━━━━━ Extracted records
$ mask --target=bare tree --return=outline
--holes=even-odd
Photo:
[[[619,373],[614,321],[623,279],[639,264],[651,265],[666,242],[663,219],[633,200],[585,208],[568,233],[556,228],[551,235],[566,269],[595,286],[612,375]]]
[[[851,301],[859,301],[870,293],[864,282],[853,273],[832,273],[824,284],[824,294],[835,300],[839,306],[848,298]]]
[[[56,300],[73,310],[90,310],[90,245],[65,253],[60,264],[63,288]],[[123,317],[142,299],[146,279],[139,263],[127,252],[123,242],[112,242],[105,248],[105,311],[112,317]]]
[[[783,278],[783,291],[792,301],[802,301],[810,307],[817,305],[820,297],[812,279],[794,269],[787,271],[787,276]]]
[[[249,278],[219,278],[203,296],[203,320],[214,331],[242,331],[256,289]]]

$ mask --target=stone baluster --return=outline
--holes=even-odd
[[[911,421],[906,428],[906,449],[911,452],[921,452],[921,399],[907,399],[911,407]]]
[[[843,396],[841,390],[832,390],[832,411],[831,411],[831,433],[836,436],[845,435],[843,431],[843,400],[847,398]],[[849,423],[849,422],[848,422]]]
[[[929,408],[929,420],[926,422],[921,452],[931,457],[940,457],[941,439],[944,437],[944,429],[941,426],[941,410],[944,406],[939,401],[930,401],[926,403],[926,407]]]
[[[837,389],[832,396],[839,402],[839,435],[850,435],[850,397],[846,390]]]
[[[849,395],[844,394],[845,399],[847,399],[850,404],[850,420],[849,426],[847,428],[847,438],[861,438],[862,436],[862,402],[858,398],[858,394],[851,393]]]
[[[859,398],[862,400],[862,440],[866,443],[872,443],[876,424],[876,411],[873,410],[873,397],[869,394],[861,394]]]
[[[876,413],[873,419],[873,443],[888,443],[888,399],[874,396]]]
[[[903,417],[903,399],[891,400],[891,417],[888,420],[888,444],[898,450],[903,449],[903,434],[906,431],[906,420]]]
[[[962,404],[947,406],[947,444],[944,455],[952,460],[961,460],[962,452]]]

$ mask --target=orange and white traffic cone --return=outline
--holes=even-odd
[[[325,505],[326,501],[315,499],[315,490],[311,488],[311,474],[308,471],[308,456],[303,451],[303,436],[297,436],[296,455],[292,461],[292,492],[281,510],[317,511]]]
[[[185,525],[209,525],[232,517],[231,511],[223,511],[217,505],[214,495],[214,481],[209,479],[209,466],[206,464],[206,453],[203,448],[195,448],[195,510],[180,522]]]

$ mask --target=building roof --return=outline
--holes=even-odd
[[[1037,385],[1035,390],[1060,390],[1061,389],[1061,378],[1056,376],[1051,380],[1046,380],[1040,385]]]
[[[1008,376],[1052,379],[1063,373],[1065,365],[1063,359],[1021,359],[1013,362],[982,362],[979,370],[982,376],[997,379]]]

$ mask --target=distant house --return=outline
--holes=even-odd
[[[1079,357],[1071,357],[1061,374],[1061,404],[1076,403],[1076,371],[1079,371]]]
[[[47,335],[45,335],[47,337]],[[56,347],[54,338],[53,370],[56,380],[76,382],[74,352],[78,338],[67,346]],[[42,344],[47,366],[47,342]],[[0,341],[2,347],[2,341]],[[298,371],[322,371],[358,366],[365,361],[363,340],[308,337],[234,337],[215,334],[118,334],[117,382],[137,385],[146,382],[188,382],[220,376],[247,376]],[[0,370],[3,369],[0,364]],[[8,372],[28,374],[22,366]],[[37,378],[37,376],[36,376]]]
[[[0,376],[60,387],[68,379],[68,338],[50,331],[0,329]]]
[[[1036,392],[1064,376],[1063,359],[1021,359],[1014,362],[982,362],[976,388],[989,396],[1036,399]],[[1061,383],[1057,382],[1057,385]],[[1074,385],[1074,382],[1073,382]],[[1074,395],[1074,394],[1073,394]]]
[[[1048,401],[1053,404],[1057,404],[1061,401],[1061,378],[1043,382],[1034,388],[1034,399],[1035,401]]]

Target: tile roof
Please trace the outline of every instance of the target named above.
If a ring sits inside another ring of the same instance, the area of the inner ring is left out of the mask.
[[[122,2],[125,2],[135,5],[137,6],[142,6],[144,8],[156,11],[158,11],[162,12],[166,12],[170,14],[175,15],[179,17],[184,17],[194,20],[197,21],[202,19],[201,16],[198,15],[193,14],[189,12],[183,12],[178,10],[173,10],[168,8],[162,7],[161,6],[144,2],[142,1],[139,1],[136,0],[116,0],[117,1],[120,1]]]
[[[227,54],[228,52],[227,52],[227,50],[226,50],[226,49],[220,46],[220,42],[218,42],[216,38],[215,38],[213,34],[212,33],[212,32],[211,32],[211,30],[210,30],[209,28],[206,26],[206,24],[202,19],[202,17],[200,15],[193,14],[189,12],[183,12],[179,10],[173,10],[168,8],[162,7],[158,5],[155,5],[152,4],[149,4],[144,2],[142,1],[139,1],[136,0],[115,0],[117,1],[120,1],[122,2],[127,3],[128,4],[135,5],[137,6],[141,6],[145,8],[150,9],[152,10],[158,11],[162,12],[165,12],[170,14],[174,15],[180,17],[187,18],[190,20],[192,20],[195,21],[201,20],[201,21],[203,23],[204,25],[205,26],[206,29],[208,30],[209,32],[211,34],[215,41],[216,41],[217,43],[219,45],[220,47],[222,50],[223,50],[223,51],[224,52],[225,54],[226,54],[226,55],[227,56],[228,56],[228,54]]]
━━━━━━━━━━
_Requirements_.
Each line above is to be repeated exactly.

_Written answer_.
$ mask --target=bare tree --return=outline
--holes=even-odd
Photo:
[[[619,373],[614,321],[623,279],[639,264],[651,265],[666,242],[663,219],[633,200],[585,208],[568,233],[556,228],[551,235],[566,269],[595,286],[612,375]]]
[[[851,301],[859,301],[870,293],[864,282],[853,273],[832,273],[824,284],[824,294],[835,300],[839,306],[848,298]]]
[[[56,300],[73,310],[90,310],[90,245],[65,253],[60,264],[63,288]],[[123,317],[142,299],[146,279],[139,263],[127,252],[123,242],[112,242],[105,248],[105,311],[112,317]]]
[[[783,278],[783,291],[792,301],[802,301],[810,307],[817,305],[820,297],[812,279],[794,269],[787,271],[787,276]]]
[[[249,278],[219,278],[203,296],[203,320],[214,331],[242,331],[256,289]]]

$ mask --target=stone baluster --return=outline
--holes=even-odd
[[[911,421],[906,428],[906,449],[911,452],[921,452],[921,399],[907,399],[911,407]]]
[[[843,396],[841,390],[832,390],[832,411],[831,411],[831,433],[836,436],[845,435],[843,431],[843,400],[847,398]],[[849,423],[849,422],[848,422]]]
[[[929,408],[929,420],[926,422],[921,452],[931,457],[940,457],[941,439],[944,437],[944,429],[941,426],[941,410],[944,406],[939,401],[930,401],[926,403],[926,407]]]
[[[837,389],[832,396],[839,402],[839,435],[850,435],[850,397],[846,390]]]
[[[849,395],[844,394],[845,399],[847,399],[850,404],[850,420],[849,426],[847,428],[847,438],[861,438],[862,436],[862,402],[858,398],[858,394],[851,393]]]
[[[859,398],[862,400],[862,440],[866,443],[872,443],[876,424],[876,411],[873,410],[873,397],[869,394],[861,394]]]
[[[876,413],[873,419],[873,443],[888,443],[888,399],[874,396]]]
[[[903,417],[903,399],[891,400],[891,417],[888,420],[888,444],[898,450],[903,449],[903,434],[906,431],[906,420]]]
[[[962,404],[947,406],[947,444],[944,455],[952,460],[961,460],[962,452]]]

$ mask --target=orange and white traffic cone --return=outline
--holes=even-odd
[[[325,505],[326,501],[315,499],[315,490],[311,488],[311,474],[308,471],[308,456],[303,451],[303,436],[297,436],[296,455],[292,461],[292,492],[281,510],[317,511]]]
[[[185,525],[209,525],[232,517],[231,511],[223,511],[217,505],[214,495],[214,481],[209,479],[209,466],[206,464],[206,453],[203,448],[195,448],[195,510],[180,522]]]

$ mask --target=building roof --return=outline
--holes=even-odd
[[[1037,385],[1035,390],[1060,390],[1061,389],[1061,378],[1056,376],[1051,380],[1046,380],[1040,385]]]
[[[1008,376],[1052,379],[1063,373],[1065,365],[1063,359],[1021,359],[1013,362],[982,362],[979,370],[982,376],[997,379]]]

$ mask --target=distant house --return=outline
--holes=even-odd
[[[1079,357],[1071,357],[1061,374],[1061,404],[1076,403],[1076,371],[1079,371]]]
[[[47,335],[45,335],[47,337]],[[56,347],[54,338],[53,370],[56,380],[76,382],[74,352],[78,338],[67,346]],[[42,344],[47,366],[47,342]],[[0,341],[2,347],[2,341]],[[298,371],[322,371],[358,366],[365,361],[363,340],[308,337],[234,337],[215,334],[118,334],[117,382],[137,385],[146,382],[188,382],[220,376],[247,376]],[[0,370],[3,369],[0,364]],[[8,372],[28,374],[22,366]],[[37,378],[37,376],[36,376]]]
[[[0,376],[60,387],[68,379],[68,338],[50,331],[0,329]]]
[[[1036,392],[1064,376],[1063,359],[1021,359],[1014,362],[982,362],[976,388],[989,396],[1036,399]],[[1061,383],[1057,382],[1057,385]],[[1074,385],[1074,382],[1073,382]],[[1074,395],[1074,394],[1073,394]]]
[[[1048,401],[1053,404],[1057,404],[1061,401],[1061,378],[1043,382],[1034,388],[1034,399],[1035,401]]]

Target: tile roof
Please trace the outline of every instance of the target named above.
If a ring sits inside another ring of the same instance, the area of the inner ring is left out of the mask.
[[[122,2],[125,2],[135,5],[137,6],[142,6],[144,8],[156,11],[158,11],[162,12],[166,12],[170,14],[175,15],[179,17],[184,17],[194,20],[197,21],[202,19],[201,16],[198,15],[193,14],[189,12],[183,12],[178,10],[173,10],[168,8],[162,7],[161,6],[144,2],[142,1],[139,1],[136,0],[116,0],[117,1],[120,1]]]
[[[227,54],[228,52],[227,52],[227,50],[226,50],[226,49],[220,46],[220,42],[218,42],[216,38],[215,38],[213,34],[212,33],[212,32],[211,32],[211,30],[210,30],[209,28],[206,26],[206,24],[202,19],[202,17],[200,15],[193,14],[189,12],[183,12],[179,10],[173,10],[168,8],[162,7],[158,5],[155,5],[152,4],[149,4],[144,2],[142,1],[139,1],[136,0],[115,0],[117,1],[120,1],[122,2],[127,3],[128,4],[135,5],[137,6],[141,6],[145,8],[150,9],[152,10],[158,11],[162,12],[165,12],[170,14],[174,15],[180,17],[187,18],[190,20],[192,20],[195,21],[201,20],[201,21],[203,23],[204,25],[205,26],[206,29],[208,30],[209,32],[211,34],[215,41],[216,41],[217,43],[219,45],[220,47],[222,50],[223,50],[223,51],[224,52],[225,54],[226,54],[226,55],[227,56],[228,56],[228,54]]]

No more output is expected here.